What is required>
Turn everything from the line containing "ear in the photo above." down to the last line of the entries below into a numbered list, omitting blank lines and including nothing outside that span.
------ Recorded information ------
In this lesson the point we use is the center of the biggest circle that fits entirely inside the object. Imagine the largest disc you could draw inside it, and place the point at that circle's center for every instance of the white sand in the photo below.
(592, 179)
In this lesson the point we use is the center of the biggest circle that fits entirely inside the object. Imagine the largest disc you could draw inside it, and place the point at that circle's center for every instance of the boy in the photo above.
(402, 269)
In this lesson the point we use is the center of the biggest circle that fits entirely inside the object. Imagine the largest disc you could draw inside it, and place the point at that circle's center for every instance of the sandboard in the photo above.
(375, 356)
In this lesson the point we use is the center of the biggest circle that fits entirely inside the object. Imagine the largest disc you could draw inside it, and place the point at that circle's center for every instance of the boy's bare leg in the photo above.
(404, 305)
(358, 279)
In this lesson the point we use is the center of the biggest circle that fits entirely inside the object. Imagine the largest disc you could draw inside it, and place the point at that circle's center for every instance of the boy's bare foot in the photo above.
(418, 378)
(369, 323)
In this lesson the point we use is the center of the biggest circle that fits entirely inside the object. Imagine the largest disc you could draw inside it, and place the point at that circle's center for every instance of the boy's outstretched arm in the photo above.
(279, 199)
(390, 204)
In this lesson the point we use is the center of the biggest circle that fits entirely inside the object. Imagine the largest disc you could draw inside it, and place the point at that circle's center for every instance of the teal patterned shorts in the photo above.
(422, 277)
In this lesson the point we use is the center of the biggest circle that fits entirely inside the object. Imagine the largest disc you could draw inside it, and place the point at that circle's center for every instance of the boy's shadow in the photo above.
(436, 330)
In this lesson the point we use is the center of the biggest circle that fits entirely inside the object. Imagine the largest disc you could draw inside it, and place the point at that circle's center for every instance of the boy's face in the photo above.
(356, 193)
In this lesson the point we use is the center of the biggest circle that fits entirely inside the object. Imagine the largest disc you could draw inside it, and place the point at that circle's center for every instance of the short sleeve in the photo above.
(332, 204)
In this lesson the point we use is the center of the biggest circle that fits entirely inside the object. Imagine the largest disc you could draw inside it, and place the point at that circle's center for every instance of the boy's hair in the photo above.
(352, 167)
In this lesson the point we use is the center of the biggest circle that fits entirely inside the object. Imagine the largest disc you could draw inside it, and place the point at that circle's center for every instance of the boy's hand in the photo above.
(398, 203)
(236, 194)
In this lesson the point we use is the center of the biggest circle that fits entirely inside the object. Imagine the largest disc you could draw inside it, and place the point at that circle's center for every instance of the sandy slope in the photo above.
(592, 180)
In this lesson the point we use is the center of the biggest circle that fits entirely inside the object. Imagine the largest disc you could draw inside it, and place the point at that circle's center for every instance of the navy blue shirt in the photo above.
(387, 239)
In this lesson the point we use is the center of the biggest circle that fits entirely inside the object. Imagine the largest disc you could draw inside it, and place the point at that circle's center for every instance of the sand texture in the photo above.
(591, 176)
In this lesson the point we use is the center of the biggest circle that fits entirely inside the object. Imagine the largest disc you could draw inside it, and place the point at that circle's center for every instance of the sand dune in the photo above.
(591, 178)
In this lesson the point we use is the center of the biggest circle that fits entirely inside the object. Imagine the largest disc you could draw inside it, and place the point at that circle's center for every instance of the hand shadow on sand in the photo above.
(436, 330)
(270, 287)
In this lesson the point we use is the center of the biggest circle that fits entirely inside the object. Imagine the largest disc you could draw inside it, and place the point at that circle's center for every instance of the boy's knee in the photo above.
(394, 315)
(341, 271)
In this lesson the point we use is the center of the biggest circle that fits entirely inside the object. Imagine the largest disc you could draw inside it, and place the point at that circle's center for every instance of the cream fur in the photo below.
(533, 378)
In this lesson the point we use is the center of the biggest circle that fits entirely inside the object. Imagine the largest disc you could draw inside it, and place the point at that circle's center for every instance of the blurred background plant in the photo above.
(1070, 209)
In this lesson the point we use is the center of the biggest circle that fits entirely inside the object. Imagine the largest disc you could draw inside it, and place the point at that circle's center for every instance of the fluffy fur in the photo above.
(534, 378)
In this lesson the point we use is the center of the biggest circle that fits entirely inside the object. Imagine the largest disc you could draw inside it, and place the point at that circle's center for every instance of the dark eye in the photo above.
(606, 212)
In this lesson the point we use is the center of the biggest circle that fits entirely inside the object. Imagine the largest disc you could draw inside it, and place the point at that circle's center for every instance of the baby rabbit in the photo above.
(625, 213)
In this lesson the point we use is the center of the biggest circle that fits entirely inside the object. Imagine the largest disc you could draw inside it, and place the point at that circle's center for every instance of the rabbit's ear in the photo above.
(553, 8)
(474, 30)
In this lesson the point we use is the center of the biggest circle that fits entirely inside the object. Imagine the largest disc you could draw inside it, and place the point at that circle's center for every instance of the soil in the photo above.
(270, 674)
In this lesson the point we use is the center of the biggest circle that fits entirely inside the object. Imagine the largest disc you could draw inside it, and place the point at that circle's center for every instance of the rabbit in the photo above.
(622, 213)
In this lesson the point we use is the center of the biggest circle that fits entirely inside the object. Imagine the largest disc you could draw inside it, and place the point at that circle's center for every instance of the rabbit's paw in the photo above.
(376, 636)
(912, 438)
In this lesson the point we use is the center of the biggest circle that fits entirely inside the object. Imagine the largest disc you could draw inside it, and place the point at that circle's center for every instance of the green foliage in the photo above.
------
Output for this task>
1. In this lesson the point we use is the center of the biggest circle that fits entirely inside the object. Imagine the largest disc you could draw inside it, and place the point at that circle's center for every instance of the rabbit's ear in the photo above.
2. (553, 8)
3. (474, 30)
4. In this lesson the point we use is the center of the biggest circle that fits entirely inside the object. Imagine the largest disc you could draw inside it, and place the point at that circle's center for every instance of the soil in the photo above.
5. (270, 674)
6. In this lesson the point we use is the center of the biggest circle that fits entirely inside the object. Imagine the largest disc you could draw inside it, and place the point at that circle's center for every instance of the rabbit in the photo above.
7. (622, 213)
8. In this lesson the point we use is the center of the biggest circle that fits entirely inside the object. Imagine the largest disc you could draw inside it, and place the point at that circle's center for every instance of the rabbit's paw in the photo above.
9. (376, 636)
10. (912, 438)
11. In this lesson the point we use is the center of the biggest circle that fits entirely inside the object. Imagine the largest disc you could draw inside it, and place the point at that circle's center for every instance of the green foliage in the photo above.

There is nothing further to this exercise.